Rewrite the listing with "positive clicks" renamed to "foreground clicks", leaving every other line unchanged.

Extracted records:
....

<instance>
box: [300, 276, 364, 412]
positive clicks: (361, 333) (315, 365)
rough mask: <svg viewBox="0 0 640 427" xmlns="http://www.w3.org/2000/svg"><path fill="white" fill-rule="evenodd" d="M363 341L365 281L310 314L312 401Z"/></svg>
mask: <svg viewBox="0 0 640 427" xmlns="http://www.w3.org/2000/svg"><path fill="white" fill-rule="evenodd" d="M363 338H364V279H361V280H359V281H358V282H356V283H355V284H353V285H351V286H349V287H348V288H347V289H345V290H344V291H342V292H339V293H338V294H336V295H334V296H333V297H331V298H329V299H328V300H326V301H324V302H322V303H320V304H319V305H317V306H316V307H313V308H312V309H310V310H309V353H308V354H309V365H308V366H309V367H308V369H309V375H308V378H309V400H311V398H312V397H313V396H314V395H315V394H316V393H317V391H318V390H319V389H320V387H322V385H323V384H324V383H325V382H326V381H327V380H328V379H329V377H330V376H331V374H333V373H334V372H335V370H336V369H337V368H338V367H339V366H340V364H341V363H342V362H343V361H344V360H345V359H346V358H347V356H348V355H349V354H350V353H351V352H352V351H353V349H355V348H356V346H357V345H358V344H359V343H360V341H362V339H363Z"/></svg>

....

Solution to the problem:
<instance>
box: [300, 276, 364, 412]
foreground clicks: (361, 333) (315, 365)
rough mask: <svg viewBox="0 0 640 427" xmlns="http://www.w3.org/2000/svg"><path fill="white" fill-rule="evenodd" d="M363 341L365 281L310 314L312 401Z"/></svg>
mask: <svg viewBox="0 0 640 427" xmlns="http://www.w3.org/2000/svg"><path fill="white" fill-rule="evenodd" d="M363 338H364V279H361V280H359V281H358V282H356V283H355V284H353V285H351V286H349V287H348V288H347V289H345V290H344V291H342V292H339V293H338V294H336V295H334V296H333V297H331V298H329V299H328V300H326V301H324V302H322V303H320V304H319V305H317V306H316V307H313V308H312V309H310V310H309V353H308V354H309V365H308V366H309V367H308V369H309V375H308V378H309V400H311V398H312V397H313V396H314V395H315V394H316V393H317V391H318V390H319V389H320V387H322V385H323V384H324V383H325V382H326V381H327V380H328V379H329V377H330V376H331V374H333V373H334V372H335V370H336V369H337V368H338V367H339V366H340V364H341V363H342V362H343V361H344V360H345V359H346V358H347V356H348V355H349V354H350V353H351V352H352V351H353V349H355V348H356V346H357V345H358V344H359V343H360V341H362V339H363Z"/></svg>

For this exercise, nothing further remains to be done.